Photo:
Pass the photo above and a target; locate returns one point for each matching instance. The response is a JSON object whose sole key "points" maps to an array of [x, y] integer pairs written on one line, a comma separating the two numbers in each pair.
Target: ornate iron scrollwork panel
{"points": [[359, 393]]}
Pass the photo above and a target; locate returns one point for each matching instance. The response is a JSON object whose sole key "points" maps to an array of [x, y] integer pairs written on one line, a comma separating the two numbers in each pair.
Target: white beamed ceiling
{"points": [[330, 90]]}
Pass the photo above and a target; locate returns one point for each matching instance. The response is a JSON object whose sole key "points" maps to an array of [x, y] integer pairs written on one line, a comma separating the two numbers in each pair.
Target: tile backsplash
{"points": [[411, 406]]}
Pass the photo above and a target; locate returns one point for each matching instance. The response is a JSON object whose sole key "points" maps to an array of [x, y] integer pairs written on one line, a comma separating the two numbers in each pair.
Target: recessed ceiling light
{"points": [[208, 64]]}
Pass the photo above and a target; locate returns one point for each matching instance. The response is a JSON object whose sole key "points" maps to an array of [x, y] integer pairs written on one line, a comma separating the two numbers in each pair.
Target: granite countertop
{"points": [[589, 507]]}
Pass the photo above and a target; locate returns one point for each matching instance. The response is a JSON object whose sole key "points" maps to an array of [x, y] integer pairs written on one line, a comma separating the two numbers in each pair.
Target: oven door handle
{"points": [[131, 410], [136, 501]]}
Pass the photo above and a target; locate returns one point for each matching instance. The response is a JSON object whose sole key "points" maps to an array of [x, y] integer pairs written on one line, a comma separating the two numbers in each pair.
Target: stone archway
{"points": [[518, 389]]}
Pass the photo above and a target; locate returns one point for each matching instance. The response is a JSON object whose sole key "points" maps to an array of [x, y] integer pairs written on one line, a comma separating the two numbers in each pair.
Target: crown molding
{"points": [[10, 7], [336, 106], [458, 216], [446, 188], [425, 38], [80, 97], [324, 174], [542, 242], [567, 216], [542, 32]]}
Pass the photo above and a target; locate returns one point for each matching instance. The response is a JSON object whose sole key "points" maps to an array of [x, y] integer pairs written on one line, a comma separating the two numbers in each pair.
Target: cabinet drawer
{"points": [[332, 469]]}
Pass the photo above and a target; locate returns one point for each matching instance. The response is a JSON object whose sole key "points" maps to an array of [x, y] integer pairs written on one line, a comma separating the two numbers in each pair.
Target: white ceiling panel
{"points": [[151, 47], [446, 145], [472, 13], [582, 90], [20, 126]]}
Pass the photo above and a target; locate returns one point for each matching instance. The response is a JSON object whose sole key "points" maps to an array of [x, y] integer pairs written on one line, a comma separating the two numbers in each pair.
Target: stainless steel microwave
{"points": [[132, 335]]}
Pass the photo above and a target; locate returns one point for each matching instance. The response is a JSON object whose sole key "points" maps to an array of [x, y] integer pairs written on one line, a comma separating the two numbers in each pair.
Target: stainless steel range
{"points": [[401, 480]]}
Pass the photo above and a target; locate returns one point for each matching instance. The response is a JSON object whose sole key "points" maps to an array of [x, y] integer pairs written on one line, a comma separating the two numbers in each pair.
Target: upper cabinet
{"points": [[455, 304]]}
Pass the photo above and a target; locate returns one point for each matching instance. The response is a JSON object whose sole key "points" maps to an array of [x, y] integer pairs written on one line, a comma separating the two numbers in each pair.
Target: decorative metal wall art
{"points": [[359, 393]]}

▬▬▬▬▬▬

:: REQUIREMENTS ::
Please pick out each line in the rows above that contains the string "stainless" and copy it. Case counts.

:: REPLY TO THE TASK ::
Target: stainless steel microwave
Target: stainless steel range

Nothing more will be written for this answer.